Dataset excerpts
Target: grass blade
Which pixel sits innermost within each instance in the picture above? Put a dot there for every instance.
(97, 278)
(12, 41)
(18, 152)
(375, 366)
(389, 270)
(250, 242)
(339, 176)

• Exercise requirements: Your task is to reproduce all the data exactly as shown.

• Response to this exercise:
Target: grass blade
Which pixel sits innermost within each instance in the picture above? Put a dot there for every instance.
(97, 278)
(12, 41)
(18, 152)
(375, 366)
(389, 270)
(250, 242)
(339, 176)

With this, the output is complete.